* [Work to do]:
a) From the selection on legal fee agreements, extract word for word the passage between "Facsimile: 303-796-2777" and "and the law of legal ethics.", inclusive.
b) In the selection on legal fee agreements, which body of law trumps the law of contracts for these agreements?

6400 South Fiddlers Green Circle

Telephone: 303-796-2626

Facsimile: 303-796-2777

Legal fee agreements are unique in the law of contracts. They are subject to the law of contracts but trumped by the law of legal ethics. Lawyers cannot contract around or away the rules of legal ethics, and even attempting to do so may have disciplinary ramifications. On the other hand, some lawyers are not aware of the contract law protection to which they are entitled within the rules of ethics. This article discusses various issues in the gray zone between the law of contracts and the law of legal ethics.

* [Dataset excerpts]:
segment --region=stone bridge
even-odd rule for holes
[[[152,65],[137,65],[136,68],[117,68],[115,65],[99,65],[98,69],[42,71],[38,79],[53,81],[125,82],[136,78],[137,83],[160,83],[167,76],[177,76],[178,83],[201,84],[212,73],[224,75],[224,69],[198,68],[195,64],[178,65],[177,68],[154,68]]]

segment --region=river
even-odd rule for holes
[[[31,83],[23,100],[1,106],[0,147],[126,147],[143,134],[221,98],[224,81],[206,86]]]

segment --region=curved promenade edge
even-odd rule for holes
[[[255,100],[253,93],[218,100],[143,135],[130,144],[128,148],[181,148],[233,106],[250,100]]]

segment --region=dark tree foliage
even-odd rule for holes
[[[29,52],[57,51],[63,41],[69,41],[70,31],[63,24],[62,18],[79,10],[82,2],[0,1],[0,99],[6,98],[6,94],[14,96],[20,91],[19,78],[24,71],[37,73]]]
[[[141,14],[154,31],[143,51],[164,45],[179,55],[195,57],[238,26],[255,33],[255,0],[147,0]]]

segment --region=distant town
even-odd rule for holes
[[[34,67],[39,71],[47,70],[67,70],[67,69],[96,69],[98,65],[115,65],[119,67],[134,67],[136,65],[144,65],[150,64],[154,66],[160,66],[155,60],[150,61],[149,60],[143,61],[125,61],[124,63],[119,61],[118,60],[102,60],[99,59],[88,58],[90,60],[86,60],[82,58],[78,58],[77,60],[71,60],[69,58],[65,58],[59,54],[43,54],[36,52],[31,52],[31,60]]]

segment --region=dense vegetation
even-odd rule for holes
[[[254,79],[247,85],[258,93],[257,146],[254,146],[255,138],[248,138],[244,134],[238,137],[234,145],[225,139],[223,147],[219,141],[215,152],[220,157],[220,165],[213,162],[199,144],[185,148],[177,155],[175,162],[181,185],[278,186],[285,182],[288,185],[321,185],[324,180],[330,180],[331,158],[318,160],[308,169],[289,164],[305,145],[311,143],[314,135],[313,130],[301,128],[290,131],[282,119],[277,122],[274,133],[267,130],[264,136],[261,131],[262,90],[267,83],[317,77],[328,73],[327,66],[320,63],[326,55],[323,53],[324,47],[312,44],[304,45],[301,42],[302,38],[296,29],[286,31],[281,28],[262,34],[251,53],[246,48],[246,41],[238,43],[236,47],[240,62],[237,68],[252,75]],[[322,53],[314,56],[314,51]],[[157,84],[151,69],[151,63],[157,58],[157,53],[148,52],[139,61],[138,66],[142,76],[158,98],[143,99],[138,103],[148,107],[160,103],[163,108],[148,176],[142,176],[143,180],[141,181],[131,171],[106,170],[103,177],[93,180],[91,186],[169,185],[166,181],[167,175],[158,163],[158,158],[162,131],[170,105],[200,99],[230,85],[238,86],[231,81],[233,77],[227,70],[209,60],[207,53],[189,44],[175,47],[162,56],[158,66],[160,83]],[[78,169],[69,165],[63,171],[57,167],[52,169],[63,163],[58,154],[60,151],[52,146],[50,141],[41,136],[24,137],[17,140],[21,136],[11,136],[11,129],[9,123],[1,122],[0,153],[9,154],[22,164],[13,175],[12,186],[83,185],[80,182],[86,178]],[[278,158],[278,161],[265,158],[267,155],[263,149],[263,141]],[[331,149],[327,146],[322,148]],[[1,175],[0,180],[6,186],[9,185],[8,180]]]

* [Outputs for the tasks]:
a)
Facsimile: 303-796-2777

Legal fee agreements are unique in the law of contracts. They are subject to the law of contracts but trumped by the law of legal ethics. Lawyers cannot contract around or away the rules of legal ethics, and even attempting to do so may have disciplinary ramifications. On the other hand, some lawyers are not aware of the contract law protection to which they are entitled within the rules of ethics. This article discusses various issues in the gray zone between the law of contracts and the law of legal ethics.

b) The law of legal ethics.